## Document section
▬▬▬

Irish College, Lisbon
- Other names: Irish College of St Patrick, Lisbon
- Type: Seminary
- Active: 1593–1834
- Founder: John Howling
- Religious affiliation: Roman Catholic, Jesuit

= Irish College at Lisbon =

Jesuit college in Lisbon, Portugal

Irish College at Lisbon or St Patrick's College, Lisbon was set up during the Penal Times, by a group of Irish Jesuits, supported by a number of Portuguese Nobles, in Lisbon.

==History==
The religious persecution under Elizabeth and James I lead to the suppression of the monastic schools in Ireland, in which the clergy for the most part had received their education. It became necessary, therefore, to seek education abroad, and many colleges for the training of the secular clergy were founded on the Continent, at Rome, in Spain and Portugal, in Belgium, and in France.

John Howling was born in County Wexford, in 1543. He trained as a priest, and joined the Jesuit order in Rome in 1583. In 1590, Howling was in Lisbon, residing at the Church of Saō Roque, ministering to the English and Irish merchants and sailors. With the help of some Irish and Portuguese merchants, he set up the Confraternity of Saint Patrick, with an aim to establishing a College for Irish clergy in Lisbon.

In 1593, the Irish College of St Patrick, Lisbon (or Collegio de Estudiantes Irlandeses sub invocacaon de San Patricio en Lisboa) was established by Royal Charter. Like other Irish colleges in the peninsula, it was placed under the management of the Jesuits. Howling died in 1599, in Lisbon, after the city had been ravaged by The Plague.

Following the suppression of the Jesuits in Portugal, the College was closed and confiscated by Pombal in 1769, under the pretext that it was a Jesuit establishment. The College re-opened in 1782 under an Irish secular priest, Michael Brady, with the support of the Irish Bishops. Brady was followed by a Bartholomew Crotty. Crotty was one of the first students to attend the re-established Irish College in Lisbon, Portugal. He then served on the staff of the college for almost twenty years, becoming rector in 1799. Crotty returned to Ireland in 1811 and two years later became president of Maynooth College. He was succeeded by a priest by the name of Dunne. The number of students in the Irish college at Lisbon during the eighteenth century was from twelve to fourteen. During the French Revolution, it increased to thirty or forty, falling again to fourteen after 1815.

▬▬▬

## Supplied records
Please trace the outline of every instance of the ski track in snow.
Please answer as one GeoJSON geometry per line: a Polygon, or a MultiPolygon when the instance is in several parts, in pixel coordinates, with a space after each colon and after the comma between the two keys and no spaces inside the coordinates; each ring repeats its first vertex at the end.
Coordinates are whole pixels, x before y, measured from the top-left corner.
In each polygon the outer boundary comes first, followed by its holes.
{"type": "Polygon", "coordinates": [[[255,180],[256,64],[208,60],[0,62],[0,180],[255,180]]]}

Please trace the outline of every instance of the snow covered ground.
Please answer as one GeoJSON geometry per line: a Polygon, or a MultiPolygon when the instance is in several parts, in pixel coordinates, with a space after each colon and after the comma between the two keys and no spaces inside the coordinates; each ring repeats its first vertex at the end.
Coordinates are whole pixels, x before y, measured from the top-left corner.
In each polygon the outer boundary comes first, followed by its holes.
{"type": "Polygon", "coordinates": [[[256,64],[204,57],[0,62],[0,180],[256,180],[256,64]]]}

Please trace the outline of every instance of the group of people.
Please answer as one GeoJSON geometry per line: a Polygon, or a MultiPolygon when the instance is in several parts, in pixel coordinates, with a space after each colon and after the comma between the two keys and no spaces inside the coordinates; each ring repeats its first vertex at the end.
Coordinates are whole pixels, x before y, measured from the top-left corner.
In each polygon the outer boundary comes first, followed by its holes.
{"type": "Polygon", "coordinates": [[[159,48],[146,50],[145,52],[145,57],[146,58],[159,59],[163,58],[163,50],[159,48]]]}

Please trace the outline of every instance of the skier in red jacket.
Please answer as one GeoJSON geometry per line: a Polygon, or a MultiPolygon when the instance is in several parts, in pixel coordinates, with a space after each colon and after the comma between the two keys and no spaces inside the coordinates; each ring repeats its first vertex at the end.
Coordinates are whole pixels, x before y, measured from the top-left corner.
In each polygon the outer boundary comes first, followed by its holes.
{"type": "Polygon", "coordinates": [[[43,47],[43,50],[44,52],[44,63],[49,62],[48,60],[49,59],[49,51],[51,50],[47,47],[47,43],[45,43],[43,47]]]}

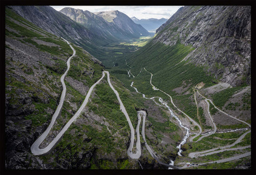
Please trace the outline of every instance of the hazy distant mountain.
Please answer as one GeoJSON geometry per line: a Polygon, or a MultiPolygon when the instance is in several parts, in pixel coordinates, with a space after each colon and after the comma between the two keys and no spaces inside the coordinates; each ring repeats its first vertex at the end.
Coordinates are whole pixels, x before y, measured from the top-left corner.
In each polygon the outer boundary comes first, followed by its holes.
{"type": "Polygon", "coordinates": [[[120,33],[118,29],[100,16],[88,10],[83,11],[70,7],[65,8],[59,12],[104,39],[111,40],[118,39],[114,36],[120,33]]]}
{"type": "Polygon", "coordinates": [[[131,18],[136,24],[140,24],[148,31],[155,31],[157,28],[165,23],[168,19],[164,18],[160,19],[156,18],[141,19],[139,19],[136,17],[131,18]]]}
{"type": "Polygon", "coordinates": [[[102,16],[109,23],[114,24],[127,36],[139,37],[150,35],[142,26],[135,24],[128,16],[118,10],[100,12],[95,14],[102,16]]]}
{"type": "Polygon", "coordinates": [[[90,53],[101,52],[99,46],[111,41],[50,6],[10,6],[16,13],[44,30],[82,47],[90,53]]]}

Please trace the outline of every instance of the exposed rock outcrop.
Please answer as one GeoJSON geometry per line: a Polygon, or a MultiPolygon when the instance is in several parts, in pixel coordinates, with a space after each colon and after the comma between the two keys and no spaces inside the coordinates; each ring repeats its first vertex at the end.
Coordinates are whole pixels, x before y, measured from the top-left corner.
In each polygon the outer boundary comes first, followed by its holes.
{"type": "Polygon", "coordinates": [[[250,6],[185,6],[157,30],[155,41],[195,49],[183,60],[203,65],[215,78],[250,84],[250,6]]]}

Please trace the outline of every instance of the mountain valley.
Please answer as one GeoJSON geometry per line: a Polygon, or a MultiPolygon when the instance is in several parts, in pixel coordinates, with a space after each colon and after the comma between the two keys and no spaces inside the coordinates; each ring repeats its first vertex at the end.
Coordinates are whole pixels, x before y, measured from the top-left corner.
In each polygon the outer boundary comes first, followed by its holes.
{"type": "Polygon", "coordinates": [[[5,14],[7,170],[252,168],[250,6],[5,14]]]}

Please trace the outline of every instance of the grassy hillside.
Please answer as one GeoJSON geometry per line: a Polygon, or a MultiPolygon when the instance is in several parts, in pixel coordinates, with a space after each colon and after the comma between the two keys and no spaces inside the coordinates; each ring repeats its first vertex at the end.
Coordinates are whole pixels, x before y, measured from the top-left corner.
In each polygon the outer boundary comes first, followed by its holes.
{"type": "MultiPolygon", "coordinates": [[[[80,116],[52,151],[44,156],[32,155],[30,146],[47,127],[58,104],[62,88],[60,77],[73,52],[61,38],[36,27],[9,8],[6,12],[5,119],[8,138],[5,142],[6,168],[140,168],[138,162],[127,155],[130,128],[106,77],[95,87],[80,116]]],[[[67,93],[61,115],[42,143],[42,147],[53,139],[75,113],[90,87],[101,77],[104,70],[88,52],[71,44],[76,53],[71,60],[65,78],[67,93]]],[[[158,113],[150,112],[150,120],[146,124],[153,125],[156,129],[147,137],[151,143],[157,143],[157,146],[154,146],[156,151],[160,154],[162,149],[166,150],[163,156],[164,159],[170,154],[175,154],[175,143],[164,147],[161,137],[157,142],[154,139],[159,135],[159,122],[163,122],[156,121],[156,118],[166,118],[164,109],[156,106],[153,102],[148,106],[150,103],[131,93],[110,74],[134,127],[137,123],[136,109],[157,110],[158,113]]],[[[178,129],[170,121],[164,123],[166,132],[178,129]]],[[[141,163],[159,167],[143,149],[141,163]]]]}

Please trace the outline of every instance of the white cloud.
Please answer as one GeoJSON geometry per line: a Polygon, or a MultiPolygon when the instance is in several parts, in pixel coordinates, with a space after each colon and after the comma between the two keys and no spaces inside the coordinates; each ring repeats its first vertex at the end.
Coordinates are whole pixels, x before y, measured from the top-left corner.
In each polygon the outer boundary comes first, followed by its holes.
{"type": "Polygon", "coordinates": [[[181,7],[171,6],[51,6],[57,11],[65,7],[71,7],[83,10],[88,10],[91,12],[98,12],[104,11],[118,10],[124,13],[130,17],[135,16],[138,19],[155,18],[160,19],[162,17],[169,18],[181,7]]]}

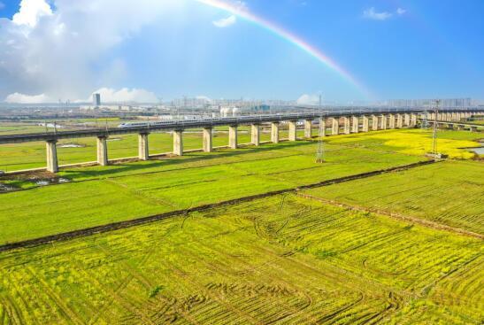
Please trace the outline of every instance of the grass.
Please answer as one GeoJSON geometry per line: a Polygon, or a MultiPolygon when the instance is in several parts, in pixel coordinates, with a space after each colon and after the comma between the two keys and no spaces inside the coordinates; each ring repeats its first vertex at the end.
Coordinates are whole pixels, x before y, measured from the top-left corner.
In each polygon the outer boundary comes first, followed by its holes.
{"type": "Polygon", "coordinates": [[[306,193],[484,235],[482,176],[482,162],[445,161],[306,193]]]}
{"type": "MultiPolygon", "coordinates": [[[[443,131],[437,134],[437,151],[449,158],[469,159],[474,153],[462,148],[480,147],[476,143],[482,138],[480,133],[443,131]]],[[[392,151],[409,155],[422,156],[432,151],[433,139],[430,130],[409,129],[386,132],[360,133],[329,138],[330,143],[346,144],[392,151]]]]}
{"type": "Polygon", "coordinates": [[[1,253],[0,324],[480,324],[482,252],[279,196],[1,253]]]}
{"type": "Polygon", "coordinates": [[[15,242],[422,160],[307,142],[63,171],[70,183],[0,194],[0,243],[15,242]],[[12,212],[15,212],[14,214],[12,212]],[[26,227],[25,225],[28,225],[26,227]]]}
{"type": "MultiPolygon", "coordinates": [[[[315,163],[316,143],[297,142],[105,167],[69,168],[59,176],[71,182],[47,187],[9,181],[11,185],[29,190],[0,194],[0,244],[414,163],[425,159],[399,152],[403,150],[388,145],[386,138],[429,136],[428,132],[419,132],[328,137],[324,164],[315,163]]],[[[467,136],[462,134],[456,132],[467,136]]],[[[459,146],[461,141],[454,143],[459,146]]]]}

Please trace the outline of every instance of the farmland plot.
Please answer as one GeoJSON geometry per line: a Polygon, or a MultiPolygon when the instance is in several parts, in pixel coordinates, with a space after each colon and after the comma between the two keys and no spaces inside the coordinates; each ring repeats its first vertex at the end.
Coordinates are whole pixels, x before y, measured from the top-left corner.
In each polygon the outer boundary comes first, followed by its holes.
{"type": "Polygon", "coordinates": [[[305,193],[484,235],[484,165],[445,161],[305,193]]]}
{"type": "Polygon", "coordinates": [[[293,195],[0,254],[0,323],[478,324],[480,240],[293,195]]]}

▬▬▬

## Directions
Decide whether each statement agrees with the text on the Irish College at Lisbon. For each, answer yes or no and quote the deciding words of the text exactly.
1. The college was closed in 1769.
2. John Howling joined the Jesuit order in Lisbon.
3. The number of students rose during the French Revolution.
The records are not required here.

## Worked solution
1. Yes: "the College was closed and confiscated by Pombal in 1769"
2. No: "joined the Jesuit order in Rome in 1583"
3. Yes: "During the French Revolution, it increased to thirty or forty"